__Source document__

California has been so much in national / global news in the past 2.5 years with wildfire and disaster coverage, we suspected this problem was wider than just Montecito. Indeed, it is a huge statewide problem at present.

We are working with our state representatives Senator Hannah-Beth Jackson and Assemblymember Monique Limón to find solutions. Monique pulled in Congressman Carbajal and Insurance Commissioner Ricardo Lara. They asked us to collect data on the depth of the problem here. We have put together a brief survey for our community, and collected over 300 responses. 

 

We shared our survey with Insurance Commissioner Lara and Assemblymember Monique Limón's office in a joint meeting held here at the Montecito Association on Friday August 9th, 2019. Commissioner Lara's presentation can be accessed here.

 

We have made some requests of the Insurance Commissioner and Assemblymember Monique Limón:

1. A higher number of non-renewals occurred in the area above Highway 192. This area has been declared at very high risk of wildfire. We believe this is contributing to a higher level of non-renewals. Since the area burned in 2017 as part of the Thomas Fire, it is unlikely to burn again within the next 10 years. If the area was downgraded to 'high risk of wildfire' from 'very high', we believe it may reduce the problem of non-renewals.

 

2. We saw internal memos from AIG and Chubb that indicated their profitability over the past 17 years was wiped out in 2018. Their strategy to reduce risk and recover their losses is to shed risk via non-renewal of homeowner policies and to dramatically increase premiums for clients they take on. It felt to us all the insurance companies were taking this approach, and that has the appearance of collusion. The state of California has standards for many industries operating here that are higher than national standards. The state could pass regulations requiring insurers to carry higher risk profiles to operate in California.

__Supplied records__
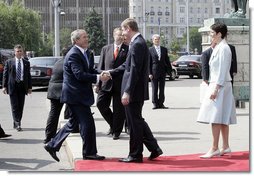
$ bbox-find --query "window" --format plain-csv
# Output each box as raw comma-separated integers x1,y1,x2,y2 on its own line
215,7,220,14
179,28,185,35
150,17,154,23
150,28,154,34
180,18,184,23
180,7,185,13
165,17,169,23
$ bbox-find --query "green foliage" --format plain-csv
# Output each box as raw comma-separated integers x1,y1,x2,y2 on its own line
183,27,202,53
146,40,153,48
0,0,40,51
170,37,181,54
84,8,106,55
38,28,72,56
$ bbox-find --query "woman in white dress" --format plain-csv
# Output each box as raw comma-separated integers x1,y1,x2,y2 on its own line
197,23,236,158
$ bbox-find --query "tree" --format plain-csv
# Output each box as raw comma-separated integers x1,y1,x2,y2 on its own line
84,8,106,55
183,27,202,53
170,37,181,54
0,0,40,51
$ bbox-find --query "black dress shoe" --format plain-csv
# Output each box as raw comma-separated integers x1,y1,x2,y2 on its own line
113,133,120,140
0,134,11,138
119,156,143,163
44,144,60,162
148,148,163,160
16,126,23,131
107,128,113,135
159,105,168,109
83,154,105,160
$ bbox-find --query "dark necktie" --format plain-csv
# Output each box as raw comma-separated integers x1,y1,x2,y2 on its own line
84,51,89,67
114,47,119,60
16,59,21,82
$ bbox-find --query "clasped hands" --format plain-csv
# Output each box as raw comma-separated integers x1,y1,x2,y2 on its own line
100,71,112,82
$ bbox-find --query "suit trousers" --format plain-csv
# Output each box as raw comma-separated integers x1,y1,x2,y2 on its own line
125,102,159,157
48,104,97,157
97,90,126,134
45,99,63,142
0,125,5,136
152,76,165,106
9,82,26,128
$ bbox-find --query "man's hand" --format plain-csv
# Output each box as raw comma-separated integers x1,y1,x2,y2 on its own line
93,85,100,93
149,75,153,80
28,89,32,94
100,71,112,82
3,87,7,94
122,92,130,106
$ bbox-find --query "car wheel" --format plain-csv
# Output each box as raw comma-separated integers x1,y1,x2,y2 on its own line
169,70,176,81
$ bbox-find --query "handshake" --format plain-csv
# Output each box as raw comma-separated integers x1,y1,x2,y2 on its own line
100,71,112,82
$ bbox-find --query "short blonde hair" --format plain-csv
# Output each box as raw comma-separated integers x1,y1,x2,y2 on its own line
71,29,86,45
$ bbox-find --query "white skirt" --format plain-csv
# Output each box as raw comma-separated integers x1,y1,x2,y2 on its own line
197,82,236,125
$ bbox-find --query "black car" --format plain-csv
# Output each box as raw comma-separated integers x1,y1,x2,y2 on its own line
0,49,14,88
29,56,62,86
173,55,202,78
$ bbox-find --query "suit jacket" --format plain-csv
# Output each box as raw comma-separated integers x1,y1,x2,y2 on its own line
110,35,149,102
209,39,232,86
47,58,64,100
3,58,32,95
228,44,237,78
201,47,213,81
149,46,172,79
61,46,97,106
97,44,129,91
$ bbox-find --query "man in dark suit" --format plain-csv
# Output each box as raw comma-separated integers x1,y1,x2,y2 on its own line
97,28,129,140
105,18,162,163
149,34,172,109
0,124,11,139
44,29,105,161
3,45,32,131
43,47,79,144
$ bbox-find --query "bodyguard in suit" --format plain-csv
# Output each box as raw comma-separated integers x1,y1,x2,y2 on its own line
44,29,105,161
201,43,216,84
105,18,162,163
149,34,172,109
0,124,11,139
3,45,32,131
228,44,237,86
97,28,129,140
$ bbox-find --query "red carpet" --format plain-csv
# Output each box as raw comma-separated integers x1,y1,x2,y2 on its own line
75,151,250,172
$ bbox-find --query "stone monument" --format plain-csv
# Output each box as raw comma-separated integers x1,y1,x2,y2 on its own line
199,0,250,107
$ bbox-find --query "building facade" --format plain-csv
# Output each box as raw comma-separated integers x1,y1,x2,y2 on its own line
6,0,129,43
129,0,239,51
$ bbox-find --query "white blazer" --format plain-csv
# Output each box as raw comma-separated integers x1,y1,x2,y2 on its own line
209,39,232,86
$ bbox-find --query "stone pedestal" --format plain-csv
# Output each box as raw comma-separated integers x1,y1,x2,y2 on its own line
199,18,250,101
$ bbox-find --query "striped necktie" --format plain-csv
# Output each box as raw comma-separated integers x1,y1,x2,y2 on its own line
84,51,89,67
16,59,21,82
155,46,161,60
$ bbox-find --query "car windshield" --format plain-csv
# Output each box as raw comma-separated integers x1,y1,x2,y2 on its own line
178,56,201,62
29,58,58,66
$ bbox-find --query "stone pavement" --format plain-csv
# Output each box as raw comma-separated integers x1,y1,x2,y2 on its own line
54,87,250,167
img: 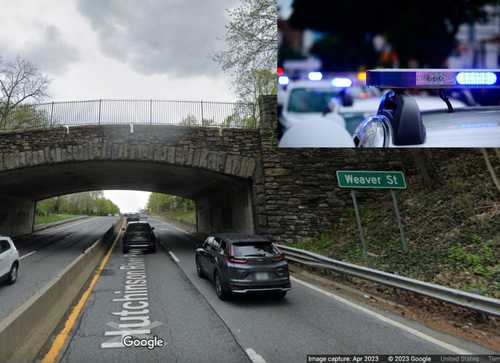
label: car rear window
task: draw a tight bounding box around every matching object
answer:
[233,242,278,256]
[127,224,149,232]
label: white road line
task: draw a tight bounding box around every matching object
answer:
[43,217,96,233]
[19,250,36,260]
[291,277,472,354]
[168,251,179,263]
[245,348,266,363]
...
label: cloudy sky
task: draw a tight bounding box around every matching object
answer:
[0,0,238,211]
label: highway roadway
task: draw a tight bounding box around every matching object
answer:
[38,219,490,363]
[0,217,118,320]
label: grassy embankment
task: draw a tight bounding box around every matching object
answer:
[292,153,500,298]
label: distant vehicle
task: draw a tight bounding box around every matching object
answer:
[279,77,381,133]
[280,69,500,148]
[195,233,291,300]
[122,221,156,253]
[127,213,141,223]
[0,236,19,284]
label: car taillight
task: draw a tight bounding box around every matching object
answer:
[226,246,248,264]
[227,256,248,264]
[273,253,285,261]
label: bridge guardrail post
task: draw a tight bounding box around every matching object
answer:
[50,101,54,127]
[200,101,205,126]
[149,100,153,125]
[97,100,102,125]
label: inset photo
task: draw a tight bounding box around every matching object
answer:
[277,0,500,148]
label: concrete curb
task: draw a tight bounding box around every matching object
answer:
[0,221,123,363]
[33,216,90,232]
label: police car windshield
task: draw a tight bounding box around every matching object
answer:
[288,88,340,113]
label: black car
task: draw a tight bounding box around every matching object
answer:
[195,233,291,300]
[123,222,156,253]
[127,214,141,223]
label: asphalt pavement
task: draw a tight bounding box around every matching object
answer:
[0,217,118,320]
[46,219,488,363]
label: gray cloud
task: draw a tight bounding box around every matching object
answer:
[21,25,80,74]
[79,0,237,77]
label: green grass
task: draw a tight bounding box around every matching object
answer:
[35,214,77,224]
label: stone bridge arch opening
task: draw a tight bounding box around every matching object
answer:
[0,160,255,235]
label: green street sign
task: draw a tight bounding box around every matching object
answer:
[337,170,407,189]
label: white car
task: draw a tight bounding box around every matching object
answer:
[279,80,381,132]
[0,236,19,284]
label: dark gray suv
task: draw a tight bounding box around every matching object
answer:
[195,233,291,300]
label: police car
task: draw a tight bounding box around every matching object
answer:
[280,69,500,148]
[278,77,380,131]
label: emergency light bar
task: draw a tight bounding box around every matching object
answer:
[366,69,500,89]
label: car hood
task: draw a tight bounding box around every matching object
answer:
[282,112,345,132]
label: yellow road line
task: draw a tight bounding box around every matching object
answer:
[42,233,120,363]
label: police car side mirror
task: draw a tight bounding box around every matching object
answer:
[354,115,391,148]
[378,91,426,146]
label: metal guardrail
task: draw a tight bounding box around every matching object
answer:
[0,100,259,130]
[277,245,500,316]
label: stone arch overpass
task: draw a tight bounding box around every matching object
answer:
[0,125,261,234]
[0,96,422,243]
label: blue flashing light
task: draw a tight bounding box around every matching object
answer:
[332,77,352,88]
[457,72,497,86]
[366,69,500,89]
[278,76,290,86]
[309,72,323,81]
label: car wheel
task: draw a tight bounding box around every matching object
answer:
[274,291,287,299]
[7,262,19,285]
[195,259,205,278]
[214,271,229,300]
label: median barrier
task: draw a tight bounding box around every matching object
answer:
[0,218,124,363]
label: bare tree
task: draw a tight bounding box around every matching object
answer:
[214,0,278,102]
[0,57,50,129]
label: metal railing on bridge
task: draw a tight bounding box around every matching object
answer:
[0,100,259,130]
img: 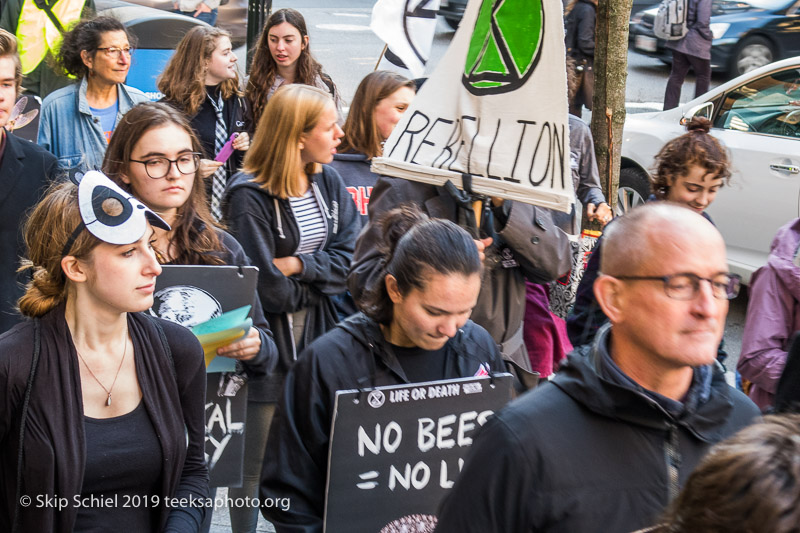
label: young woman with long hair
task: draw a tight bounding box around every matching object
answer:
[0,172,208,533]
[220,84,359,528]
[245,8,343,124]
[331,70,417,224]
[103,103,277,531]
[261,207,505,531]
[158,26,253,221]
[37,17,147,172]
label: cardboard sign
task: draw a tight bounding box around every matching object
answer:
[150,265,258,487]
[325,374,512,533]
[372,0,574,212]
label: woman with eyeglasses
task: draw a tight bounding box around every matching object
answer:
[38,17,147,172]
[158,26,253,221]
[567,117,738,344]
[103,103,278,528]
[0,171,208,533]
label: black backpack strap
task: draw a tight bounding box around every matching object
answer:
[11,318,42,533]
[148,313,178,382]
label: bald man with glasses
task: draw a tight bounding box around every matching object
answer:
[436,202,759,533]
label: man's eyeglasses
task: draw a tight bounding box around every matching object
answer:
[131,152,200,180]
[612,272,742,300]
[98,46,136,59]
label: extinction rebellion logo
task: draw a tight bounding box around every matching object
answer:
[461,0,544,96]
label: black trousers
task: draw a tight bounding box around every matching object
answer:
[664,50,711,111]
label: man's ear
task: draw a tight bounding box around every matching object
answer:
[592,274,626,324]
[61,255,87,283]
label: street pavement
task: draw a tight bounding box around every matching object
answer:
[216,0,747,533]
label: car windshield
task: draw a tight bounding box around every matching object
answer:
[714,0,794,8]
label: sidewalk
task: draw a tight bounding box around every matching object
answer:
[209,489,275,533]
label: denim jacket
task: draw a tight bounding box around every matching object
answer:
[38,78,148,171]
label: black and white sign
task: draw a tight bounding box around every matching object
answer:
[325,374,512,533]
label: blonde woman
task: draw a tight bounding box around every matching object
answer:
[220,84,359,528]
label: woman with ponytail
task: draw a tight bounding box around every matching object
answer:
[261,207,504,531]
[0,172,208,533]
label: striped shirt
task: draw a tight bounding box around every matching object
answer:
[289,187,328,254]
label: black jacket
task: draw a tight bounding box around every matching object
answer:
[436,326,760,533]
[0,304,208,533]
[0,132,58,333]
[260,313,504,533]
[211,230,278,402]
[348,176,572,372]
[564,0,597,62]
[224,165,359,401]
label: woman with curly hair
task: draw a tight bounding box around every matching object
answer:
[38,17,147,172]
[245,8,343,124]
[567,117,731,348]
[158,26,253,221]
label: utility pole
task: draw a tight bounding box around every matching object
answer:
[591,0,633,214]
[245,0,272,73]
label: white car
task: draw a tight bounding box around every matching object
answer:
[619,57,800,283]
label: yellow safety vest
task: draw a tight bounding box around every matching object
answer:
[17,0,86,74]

__Given request__
Copy out the whole text above on homeowner insurance non-renewals in Montecito, word for word.

__Answer to this task__
California has been so much in national / global news in the past 2.5 years with wildfire and disaster coverage, we suspected this problem was wider than just Montecito. Indeed, it is a huge statewide problem at present.

We are working with our state representatives Senator Hannah-Beth Jackson and Assemblymember Monique Limón to find solutions. Monique pulled in Congressman Carbajal and Insurance Commissioner Ricardo Lara. They asked us to collect data on the depth of the problem here. We have put together a brief survey for our community, and collected over 300 responses. 

 

We shared our survey with Insurance Commissioner Lara and Assemblymember Monique Limón's office in a joint meeting held here at the Montecito Association on Friday August 9th, 2019. Commissioner Lara's presentation can be accessed here.

 

We have made some requests of the Insurance Commissioner and Assemblymember Monique Limón:

1. A higher number of non-renewals occurred in the area above Highway 192. This area has been declared at very high risk of wildfire. We believe this is contributing to a higher level of non-renewals. Since the area burned in 2017 as part of the Thomas Fire, it is unlikely to burn again within the next 10 years. If the area was downgraded to 'high risk of wildfire' from 'very high', we believe it may reduce the problem of non-renewals.

 

2. We saw internal memos from AIG and Chubb that indicated their profitability over the past 17 years was wiped out in 2018. Their strategy to reduce risk and recover their losses is to shed risk via non-renewal of homeowner policies and to dramatically increase premiums for clients they take on. It felt to us all the insurance companies were taking this approach, and that has the appearance of collusion. The state of California has standards for many industries operating here that are higher than national standards. The state could pass regulations requiring insurers to carry higher risk profiles to operate in California.